__PROBLEM DESCRIPTION__: Please give the whole listing again word for word, and drop any pictures it holds.

Start of GIVEN DATA

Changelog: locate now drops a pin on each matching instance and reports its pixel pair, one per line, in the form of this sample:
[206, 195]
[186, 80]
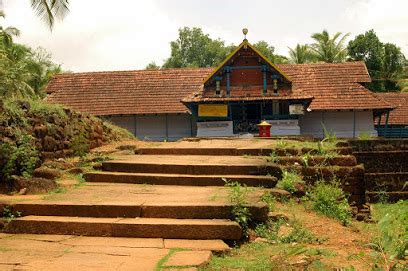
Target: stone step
[388, 181]
[259, 212]
[233, 151]
[128, 227]
[374, 197]
[383, 161]
[192, 169]
[179, 179]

End of GIVEN DATA

__REPLY__:
Changelog: locate now drops a pin on each matching instance and reports its pixel pair, one per line, in the form of this sample:
[206, 195]
[186, 80]
Target: stone step
[388, 181]
[259, 212]
[233, 151]
[128, 227]
[374, 197]
[383, 161]
[192, 169]
[179, 179]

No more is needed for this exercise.